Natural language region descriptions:
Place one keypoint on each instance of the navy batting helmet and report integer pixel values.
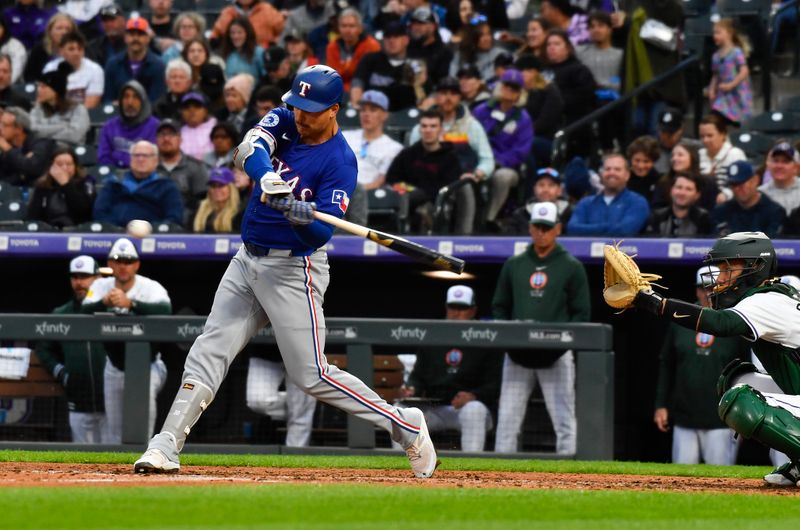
(315, 89)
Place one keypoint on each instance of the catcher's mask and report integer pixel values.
(751, 253)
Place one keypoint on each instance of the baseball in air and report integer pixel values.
(139, 228)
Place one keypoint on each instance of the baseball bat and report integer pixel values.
(398, 244)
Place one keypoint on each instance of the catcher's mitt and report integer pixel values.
(622, 278)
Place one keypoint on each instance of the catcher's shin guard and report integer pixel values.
(192, 399)
(746, 411)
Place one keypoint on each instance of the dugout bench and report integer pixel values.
(590, 342)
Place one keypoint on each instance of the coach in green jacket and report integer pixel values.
(78, 365)
(543, 284)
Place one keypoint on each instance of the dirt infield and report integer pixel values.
(16, 474)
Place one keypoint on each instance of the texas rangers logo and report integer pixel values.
(341, 199)
(454, 357)
(538, 280)
(704, 340)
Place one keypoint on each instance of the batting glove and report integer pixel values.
(300, 212)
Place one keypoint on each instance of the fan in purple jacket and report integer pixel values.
(134, 122)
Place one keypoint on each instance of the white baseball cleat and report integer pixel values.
(161, 456)
(421, 453)
(785, 476)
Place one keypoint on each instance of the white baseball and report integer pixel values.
(139, 228)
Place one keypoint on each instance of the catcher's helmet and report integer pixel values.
(315, 88)
(760, 263)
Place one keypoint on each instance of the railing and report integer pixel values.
(590, 342)
(562, 136)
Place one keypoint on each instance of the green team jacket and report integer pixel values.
(688, 368)
(441, 373)
(549, 289)
(83, 362)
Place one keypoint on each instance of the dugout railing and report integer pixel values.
(591, 343)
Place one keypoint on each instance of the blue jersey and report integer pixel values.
(325, 174)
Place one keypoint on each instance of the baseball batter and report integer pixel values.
(280, 274)
(749, 301)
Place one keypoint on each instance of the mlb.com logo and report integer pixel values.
(341, 199)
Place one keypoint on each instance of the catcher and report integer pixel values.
(747, 299)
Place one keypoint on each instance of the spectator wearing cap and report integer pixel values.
(561, 14)
(782, 165)
(374, 150)
(688, 368)
(510, 131)
(134, 122)
(749, 210)
(461, 384)
(225, 137)
(477, 47)
(391, 71)
(427, 45)
(614, 211)
(112, 40)
(141, 193)
(683, 217)
(473, 88)
(27, 20)
(419, 171)
(62, 196)
(345, 53)
(197, 125)
(86, 82)
(188, 174)
(78, 365)
(216, 213)
(10, 96)
(59, 25)
(545, 106)
(301, 20)
(23, 155)
(267, 21)
(55, 116)
(543, 284)
(241, 52)
(137, 62)
(127, 293)
(237, 93)
(670, 132)
(178, 76)
(547, 187)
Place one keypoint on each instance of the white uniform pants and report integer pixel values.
(558, 388)
(113, 389)
(716, 446)
(263, 379)
(87, 427)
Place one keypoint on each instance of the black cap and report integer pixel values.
(528, 62)
(111, 11)
(449, 83)
(670, 120)
(395, 28)
(469, 70)
(169, 123)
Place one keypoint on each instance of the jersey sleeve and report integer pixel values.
(770, 316)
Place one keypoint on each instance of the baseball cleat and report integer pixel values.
(785, 476)
(421, 453)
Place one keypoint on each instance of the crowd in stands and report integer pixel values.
(452, 108)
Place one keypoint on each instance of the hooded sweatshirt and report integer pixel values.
(120, 132)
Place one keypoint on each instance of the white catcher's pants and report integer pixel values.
(558, 388)
(113, 388)
(263, 379)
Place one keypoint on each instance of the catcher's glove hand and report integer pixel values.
(622, 278)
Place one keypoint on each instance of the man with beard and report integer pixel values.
(135, 122)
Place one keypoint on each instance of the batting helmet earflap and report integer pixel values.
(315, 88)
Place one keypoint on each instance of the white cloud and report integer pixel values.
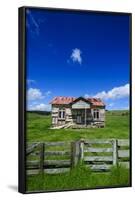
(76, 55)
(29, 81)
(34, 94)
(115, 93)
(111, 104)
(86, 96)
(40, 107)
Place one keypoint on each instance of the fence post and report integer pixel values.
(81, 150)
(41, 158)
(75, 153)
(115, 152)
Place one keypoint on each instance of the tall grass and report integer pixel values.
(80, 177)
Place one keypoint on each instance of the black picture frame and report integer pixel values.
(22, 92)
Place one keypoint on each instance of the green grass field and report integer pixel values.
(38, 129)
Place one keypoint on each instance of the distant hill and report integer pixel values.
(40, 112)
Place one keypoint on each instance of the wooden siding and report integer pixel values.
(80, 105)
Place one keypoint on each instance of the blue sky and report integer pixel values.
(77, 54)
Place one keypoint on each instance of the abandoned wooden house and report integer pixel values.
(70, 112)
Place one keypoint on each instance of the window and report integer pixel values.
(96, 114)
(62, 114)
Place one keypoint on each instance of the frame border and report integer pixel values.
(22, 94)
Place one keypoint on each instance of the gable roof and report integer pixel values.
(68, 100)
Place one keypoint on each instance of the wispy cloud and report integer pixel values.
(34, 94)
(33, 24)
(39, 107)
(76, 56)
(48, 93)
(30, 81)
(115, 93)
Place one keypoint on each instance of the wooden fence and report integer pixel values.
(59, 157)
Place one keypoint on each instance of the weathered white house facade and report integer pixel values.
(70, 112)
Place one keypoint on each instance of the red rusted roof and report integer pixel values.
(67, 100)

Problem to work on: Copy the data verbatim, skipping any image it holds.

Solution for this task:
Place one keypoint on each instance of the navy batting helmet and report integer pixel values.
(315, 89)
Place one keypoint on each instance of the catcher's mask and report integer pixel values.
(751, 253)
Place one keypoint on each instance of the baseball in air and report integer pixel values.
(139, 228)
Place one keypoint on each instance of the baseball bat and report integer pixel values.
(398, 244)
Place one keypoint on each instance of the catcher's mitt and report integer pixel values.
(622, 278)
Place one keypoint on each instance of the catcher's shin guard and report integer pixel values.
(192, 399)
(746, 411)
Place one keypoint on each instance of the dugout bench and report integer pixel values.
(590, 342)
Place one keypoint on each instance of the coach in green jacket and report integer pixel values.
(78, 365)
(543, 284)
Place one keypoint on each instance of the dirt infield and report integer pixel values.
(16, 474)
Place one keypoint on each instance of the texas rangers logo and report integer pixel values.
(341, 199)
(454, 357)
(538, 280)
(704, 340)
Place one keypoint on each instance of the batting glove and report integer pixel values.
(300, 212)
Place one keypoint on each instance of the fan in purple jacket and report integer pixel values.
(134, 122)
Place one keypoint on each instance of the white baseball cleat and report integer pixel values.
(161, 456)
(421, 453)
(785, 476)
Place one keypoint on each instance of the white baseball and report integer pixel values.
(139, 228)
Place one keypoint on each instance of the catcher's helmet and report integer pixel values.
(315, 88)
(760, 263)
Place one keypoint on each instance of the railing and report integer pixel values.
(590, 342)
(562, 136)
Place one keypoint on each instance of the green team jacket and report integer pixel values.
(688, 368)
(441, 373)
(549, 289)
(83, 362)
Place one keypoint on each instance of the dugout railing and report integer pixel values.
(591, 343)
Place one keypoint on each instance of the blue jersey and report integer pixel values.
(325, 174)
Place one keypoint on each instance of the baseball batter and report integer pixel values.
(280, 274)
(749, 301)
Place one keypoint on each instance of the mlb.com logo and report integer pixel values.
(341, 199)
Place one keypoint on each instance of the catcher and report integer pixel values.
(747, 299)
Place one keypoint on each instance of the spectator wearing cap and report integer pixel values.
(561, 14)
(782, 165)
(374, 150)
(688, 368)
(510, 131)
(134, 122)
(749, 210)
(461, 384)
(225, 137)
(477, 47)
(391, 71)
(427, 45)
(614, 211)
(112, 40)
(141, 193)
(683, 217)
(473, 88)
(27, 20)
(419, 171)
(62, 196)
(345, 53)
(197, 125)
(86, 82)
(188, 174)
(78, 365)
(216, 213)
(10, 96)
(59, 25)
(545, 106)
(301, 20)
(23, 155)
(267, 21)
(55, 116)
(543, 284)
(241, 52)
(137, 62)
(127, 293)
(237, 93)
(670, 132)
(178, 76)
(547, 187)
Place one keypoint on each instance of the white uniform pants and report integer pixel values.
(558, 388)
(113, 389)
(716, 446)
(263, 379)
(87, 427)
Place one keypoint on each instance of the black cap and report integer pixel values.
(528, 62)
(111, 11)
(449, 83)
(670, 120)
(395, 28)
(469, 70)
(169, 123)
Place one keypoint on each instance of the jersey sleeve and report integer pixel values.
(770, 316)
Place one keypoint on each instance of the baseball cleat and report integer pixel values.
(785, 476)
(421, 453)
Place one keypoint on each instance of the crowd in stands and report integer pixel values.
(452, 108)
Place one keypoint on each instance of the hooded sweatshirt and report integer pixel values.
(120, 132)
Place one keypoint on each instance of the white catcher's pants and report integer pixel values.
(558, 388)
(113, 388)
(263, 379)
Place one keypoint on each instance of the catcher's glove hand and report integer pixel values.
(622, 278)
Place one keypoint on each instance of the man with beard and report integer pixel values.
(135, 122)
Place one keypoint on each instance of the batting helmet earflap and report integer pixel values.
(315, 88)
Place one keypoint on each instance of the white cloud and report integer pixel values.
(76, 55)
(29, 81)
(34, 94)
(115, 93)
(111, 104)
(86, 96)
(40, 107)
Place one keypoint on each instance of the fence post and report integer pixel values.
(81, 150)
(41, 158)
(75, 153)
(115, 152)
Place one keypoint on each instance of the tall grass and report integer pixel values.
(80, 177)
Place one keypoint on each instance of the black picture frame and report integer pixel values.
(22, 92)
Place one keypoint on each instance of the green grass field and report integer pixel values.
(38, 129)
Place one keypoint on each instance of the distant hill and report integer pixel values.
(40, 112)
Place one keypoint on each instance of the wooden siding and report integer pixel values.
(80, 105)
Place one keypoint on each instance of the blue sky and report integer pixel values.
(77, 54)
Place one keypoint on each instance of the abandoned wooden house and report integer pixel values.
(70, 112)
Place one keypoint on each instance of the window and report integer pixel values.
(96, 114)
(62, 114)
Place one keypoint on each instance of the frame border and report integer pixel values.
(22, 94)
Place one keypoint on each instance of the gable roof and report integer pixel values.
(68, 100)
Place one keypoint on each instance of the wispy cloud and report integer pixel values.
(34, 94)
(33, 24)
(39, 107)
(76, 56)
(48, 93)
(30, 81)
(115, 93)
Place one keypoint on each instance of the wooden fence and report integer pixel values.
(59, 157)
Place one keypoint on each instance of the weathered white house facade and report integer pixel values.
(70, 112)
Place one keypoint on each instance of the red rusted roof and report integer pixel values.
(67, 100)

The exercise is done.